__YOUR ASSIGNMENT__
A copy is needed of each line in the records that has the word "towel".

MATERIAL PROVIDED: Begin

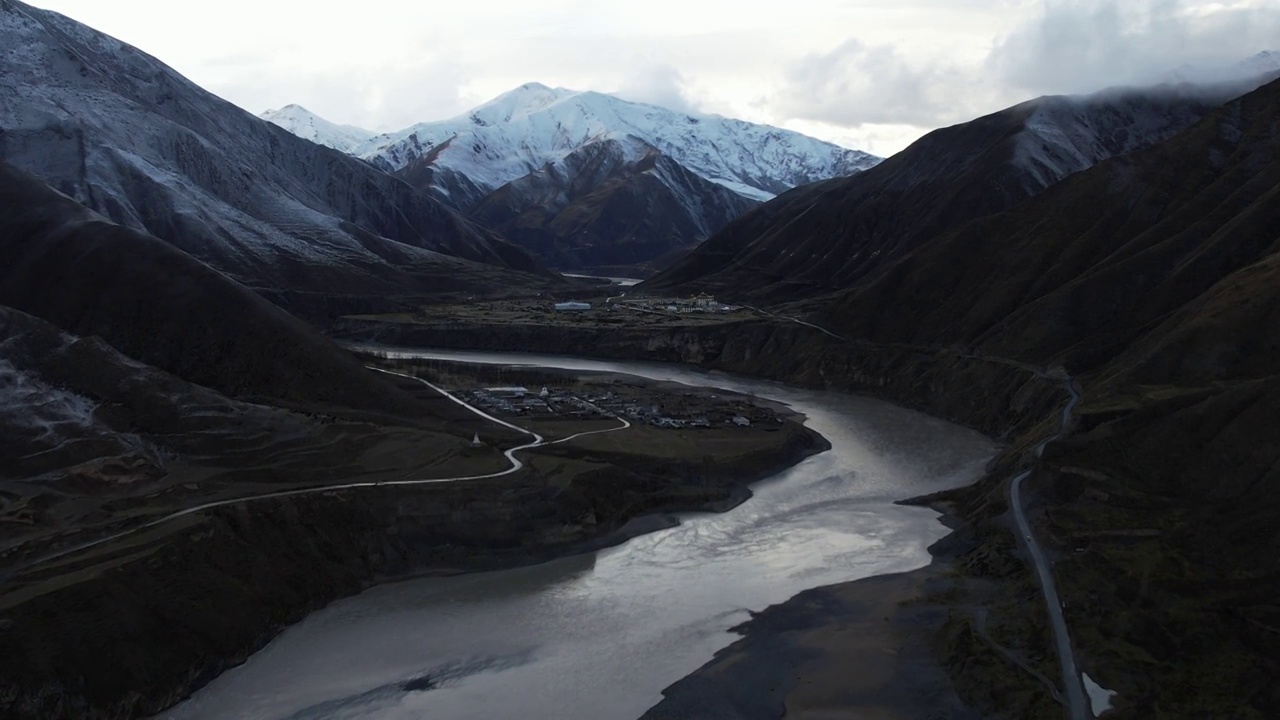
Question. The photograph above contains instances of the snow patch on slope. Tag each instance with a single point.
(533, 126)
(35, 408)
(309, 126)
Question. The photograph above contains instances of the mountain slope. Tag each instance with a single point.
(309, 126)
(531, 126)
(127, 136)
(90, 277)
(826, 237)
(1153, 278)
(609, 203)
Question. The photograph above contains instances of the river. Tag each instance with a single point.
(599, 636)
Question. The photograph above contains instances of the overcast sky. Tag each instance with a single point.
(873, 74)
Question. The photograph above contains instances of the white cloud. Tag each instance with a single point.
(658, 85)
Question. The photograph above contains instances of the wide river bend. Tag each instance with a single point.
(599, 636)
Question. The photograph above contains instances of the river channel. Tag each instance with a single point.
(599, 636)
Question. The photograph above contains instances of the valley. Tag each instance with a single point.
(577, 404)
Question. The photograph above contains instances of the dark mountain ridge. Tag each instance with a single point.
(826, 237)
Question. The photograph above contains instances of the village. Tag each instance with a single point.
(700, 302)
(673, 411)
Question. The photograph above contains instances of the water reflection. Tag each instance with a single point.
(600, 636)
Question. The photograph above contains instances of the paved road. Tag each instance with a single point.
(516, 465)
(1073, 687)
(1072, 680)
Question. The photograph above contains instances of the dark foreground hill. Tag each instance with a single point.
(1153, 279)
(156, 304)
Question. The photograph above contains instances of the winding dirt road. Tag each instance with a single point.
(516, 465)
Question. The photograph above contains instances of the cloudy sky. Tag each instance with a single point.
(872, 74)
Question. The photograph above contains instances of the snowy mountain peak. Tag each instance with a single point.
(519, 103)
(531, 126)
(1262, 63)
(309, 126)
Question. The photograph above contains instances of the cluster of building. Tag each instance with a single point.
(700, 302)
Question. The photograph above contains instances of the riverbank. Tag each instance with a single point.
(968, 621)
(136, 624)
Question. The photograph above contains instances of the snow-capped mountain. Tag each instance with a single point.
(524, 130)
(835, 235)
(549, 144)
(309, 126)
(131, 139)
(609, 204)
(1265, 63)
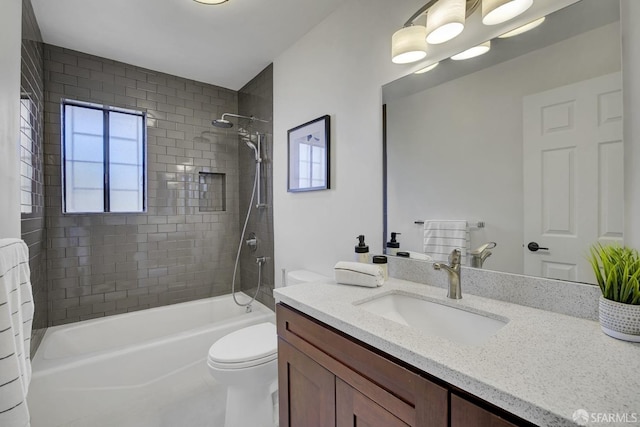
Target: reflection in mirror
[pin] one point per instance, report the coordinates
(309, 156)
(527, 139)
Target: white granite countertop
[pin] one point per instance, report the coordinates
(541, 366)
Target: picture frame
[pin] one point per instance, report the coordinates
(308, 150)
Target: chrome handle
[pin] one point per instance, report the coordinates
(534, 247)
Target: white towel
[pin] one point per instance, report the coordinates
(358, 273)
(16, 318)
(441, 237)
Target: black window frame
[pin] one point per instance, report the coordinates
(106, 109)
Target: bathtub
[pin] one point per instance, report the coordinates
(92, 367)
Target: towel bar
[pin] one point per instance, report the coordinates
(479, 224)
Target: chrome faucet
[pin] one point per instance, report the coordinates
(455, 291)
(481, 253)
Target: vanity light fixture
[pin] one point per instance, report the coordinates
(445, 19)
(426, 69)
(496, 12)
(408, 44)
(472, 52)
(211, 1)
(523, 29)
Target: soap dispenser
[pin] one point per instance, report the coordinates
(393, 245)
(362, 250)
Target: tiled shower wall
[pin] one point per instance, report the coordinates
(256, 99)
(31, 165)
(103, 264)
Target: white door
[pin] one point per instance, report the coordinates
(573, 176)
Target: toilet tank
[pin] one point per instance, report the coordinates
(296, 277)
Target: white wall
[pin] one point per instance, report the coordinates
(10, 44)
(455, 151)
(630, 16)
(338, 68)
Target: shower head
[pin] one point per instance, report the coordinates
(222, 123)
(226, 124)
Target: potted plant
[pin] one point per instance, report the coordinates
(617, 271)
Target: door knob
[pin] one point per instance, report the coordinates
(534, 247)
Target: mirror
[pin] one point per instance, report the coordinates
(308, 152)
(496, 141)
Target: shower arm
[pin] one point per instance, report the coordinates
(239, 116)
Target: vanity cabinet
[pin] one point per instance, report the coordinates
(328, 379)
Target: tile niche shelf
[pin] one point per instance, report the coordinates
(212, 190)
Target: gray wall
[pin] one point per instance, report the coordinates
(103, 264)
(32, 171)
(256, 99)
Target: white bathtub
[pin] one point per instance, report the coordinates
(91, 367)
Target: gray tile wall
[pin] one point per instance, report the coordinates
(103, 264)
(32, 171)
(256, 99)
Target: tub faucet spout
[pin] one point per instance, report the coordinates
(453, 269)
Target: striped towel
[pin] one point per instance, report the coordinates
(16, 318)
(441, 237)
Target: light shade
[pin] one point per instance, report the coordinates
(498, 11)
(211, 1)
(409, 45)
(473, 52)
(426, 69)
(522, 29)
(445, 20)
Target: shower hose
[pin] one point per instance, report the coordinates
(244, 229)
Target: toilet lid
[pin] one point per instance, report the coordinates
(250, 343)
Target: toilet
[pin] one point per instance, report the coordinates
(246, 361)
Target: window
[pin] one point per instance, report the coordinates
(103, 159)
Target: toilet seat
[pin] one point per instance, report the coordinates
(250, 346)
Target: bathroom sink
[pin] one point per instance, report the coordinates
(455, 324)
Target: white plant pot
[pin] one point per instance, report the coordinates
(618, 320)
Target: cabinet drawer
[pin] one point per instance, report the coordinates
(411, 397)
(467, 414)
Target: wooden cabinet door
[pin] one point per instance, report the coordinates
(354, 409)
(306, 390)
(467, 414)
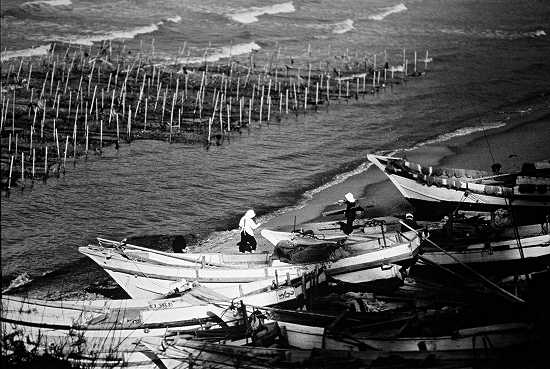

MATERIAL PROVIDED: End

__REPLY TO THE TASK__
Target: white towel
Target: towel bar
Target: striped towel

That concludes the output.